Phrase grounding data
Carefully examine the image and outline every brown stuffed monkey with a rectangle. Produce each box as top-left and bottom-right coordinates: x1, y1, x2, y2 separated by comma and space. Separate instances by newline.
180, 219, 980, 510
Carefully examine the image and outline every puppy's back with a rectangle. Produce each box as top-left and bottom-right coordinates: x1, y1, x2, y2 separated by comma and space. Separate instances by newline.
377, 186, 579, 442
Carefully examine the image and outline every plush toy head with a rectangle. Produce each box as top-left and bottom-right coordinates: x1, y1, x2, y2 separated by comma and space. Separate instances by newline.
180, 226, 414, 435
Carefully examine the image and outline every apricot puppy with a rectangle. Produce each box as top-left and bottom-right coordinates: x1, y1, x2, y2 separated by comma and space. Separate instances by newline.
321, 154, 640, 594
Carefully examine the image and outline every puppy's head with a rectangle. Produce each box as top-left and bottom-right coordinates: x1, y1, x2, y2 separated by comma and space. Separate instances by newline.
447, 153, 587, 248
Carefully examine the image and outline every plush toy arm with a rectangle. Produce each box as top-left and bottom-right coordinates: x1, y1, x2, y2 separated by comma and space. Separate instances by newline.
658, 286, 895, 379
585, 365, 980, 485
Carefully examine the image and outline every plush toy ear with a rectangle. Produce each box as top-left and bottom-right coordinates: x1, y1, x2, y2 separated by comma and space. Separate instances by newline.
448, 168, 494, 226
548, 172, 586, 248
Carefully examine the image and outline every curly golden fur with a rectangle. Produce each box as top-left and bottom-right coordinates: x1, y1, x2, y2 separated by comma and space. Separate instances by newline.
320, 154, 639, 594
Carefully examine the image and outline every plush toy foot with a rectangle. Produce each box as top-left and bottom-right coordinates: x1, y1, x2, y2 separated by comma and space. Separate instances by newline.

[What you are asked to do]: Transcribe the data word for word.

[Written solution]:
Carefully examine the image and outline every brown stuffed monkey with a rectangle. Produce each box as top-left and bottom-right coordinates: x1, y1, x2, y2 separated by comma and space. Separate instances by newline.
180, 219, 980, 510
Carefully examine the image and outline every puppy's back with a rectangle. Produce each box as top-left and bottom-right coordinates: x1, y1, x2, y2 separated by comma and space. Separate instances by newline.
377, 186, 579, 442
Carefully examine the image and outline every plush toy head with a rectangle. Produce each box as top-left and bottom-right coordinates: x1, y1, x2, y2 separated by comma and space. Separate instances by newline.
180, 226, 414, 435
Carefully examine the image and outline every apricot puppy with a rectangle. Produce each box as top-left and bottom-right coordinates: x1, y1, x2, y2 separated by comma and space. Separate instances by newline.
321, 154, 640, 594
Carefully examine the image and outline every puppy's head with a rectangle. Produce each box as top-left and bottom-right coordinates: x1, y1, x2, y2 separated by comma and space. Separate instances by newline.
447, 153, 587, 248
Carefully examine the image and outline every plush toy arm with a rectangle. Produce each box as top-left and bottom-right coordinates: x1, y1, x2, y2 separated by comma and space. Separate instances by newline.
658, 286, 895, 379
585, 365, 980, 485
Carefully examine the image and outline every plush toy ear with a rectangle. Produce each box as top-left and bottom-right coordinates: x1, y1, x2, y2 separated by comma and space. Separate instances by newline.
448, 168, 494, 226
548, 172, 586, 248
Carefully examine the image and outline every curly golden fur with a rectangle. Produce each box as top-left and bottom-right coordinates: x1, y1, x2, y2 separated by comma and space. Separate instances by newline.
320, 154, 639, 594
Carefully examine the image and outline every plush toy foot with a rectangle. Produce each box as top-left and bottom-right coordinates: x1, y1, x2, y2 separated by comma and space. Separate instances by newline.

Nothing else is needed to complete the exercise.